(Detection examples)
━━━

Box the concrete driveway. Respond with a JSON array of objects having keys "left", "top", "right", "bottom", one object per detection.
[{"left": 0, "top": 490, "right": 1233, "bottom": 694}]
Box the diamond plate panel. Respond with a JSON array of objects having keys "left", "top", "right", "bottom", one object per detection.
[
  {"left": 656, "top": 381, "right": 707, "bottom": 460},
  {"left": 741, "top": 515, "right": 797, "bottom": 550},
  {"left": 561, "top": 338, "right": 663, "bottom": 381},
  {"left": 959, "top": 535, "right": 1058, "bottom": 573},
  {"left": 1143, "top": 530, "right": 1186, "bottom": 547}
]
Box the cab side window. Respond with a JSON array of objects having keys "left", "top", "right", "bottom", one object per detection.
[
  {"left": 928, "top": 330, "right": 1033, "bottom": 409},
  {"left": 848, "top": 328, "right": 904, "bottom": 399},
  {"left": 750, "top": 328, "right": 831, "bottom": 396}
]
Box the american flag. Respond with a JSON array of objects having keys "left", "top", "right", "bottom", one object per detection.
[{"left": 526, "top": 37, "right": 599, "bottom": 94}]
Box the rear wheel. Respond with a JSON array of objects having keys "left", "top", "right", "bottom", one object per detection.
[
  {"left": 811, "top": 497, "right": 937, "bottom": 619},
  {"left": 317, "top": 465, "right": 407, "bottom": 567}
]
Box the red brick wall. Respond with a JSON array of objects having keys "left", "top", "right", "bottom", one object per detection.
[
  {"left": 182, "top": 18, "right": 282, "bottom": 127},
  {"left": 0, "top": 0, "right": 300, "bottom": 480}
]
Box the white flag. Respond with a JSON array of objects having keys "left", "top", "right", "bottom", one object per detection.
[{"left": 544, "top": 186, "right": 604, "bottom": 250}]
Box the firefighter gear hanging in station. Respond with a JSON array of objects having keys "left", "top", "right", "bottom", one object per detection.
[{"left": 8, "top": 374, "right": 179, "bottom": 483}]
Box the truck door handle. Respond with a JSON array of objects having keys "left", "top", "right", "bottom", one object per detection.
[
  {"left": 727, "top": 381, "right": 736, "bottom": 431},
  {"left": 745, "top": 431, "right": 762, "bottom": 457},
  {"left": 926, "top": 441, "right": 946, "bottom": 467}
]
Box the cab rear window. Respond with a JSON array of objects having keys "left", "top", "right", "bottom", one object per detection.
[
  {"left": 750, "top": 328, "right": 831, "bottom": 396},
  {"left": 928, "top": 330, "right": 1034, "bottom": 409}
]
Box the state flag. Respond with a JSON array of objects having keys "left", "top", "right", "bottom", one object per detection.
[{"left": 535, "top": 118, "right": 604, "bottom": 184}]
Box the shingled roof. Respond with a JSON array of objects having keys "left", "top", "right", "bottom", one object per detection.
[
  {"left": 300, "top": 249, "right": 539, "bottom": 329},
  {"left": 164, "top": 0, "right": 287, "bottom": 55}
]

━━━

What to produce> Identify every line in the items above that contains the word "window", and copy each such line. Case counts.

Complete output>
Box the cab side window. Respond with a JSON array of objects having keys "left", "top", "right", "bottom", one object per detection.
Box the cab rear window. Respond with a JSON array of objects having keys "left", "top", "right", "bottom", one object per detection.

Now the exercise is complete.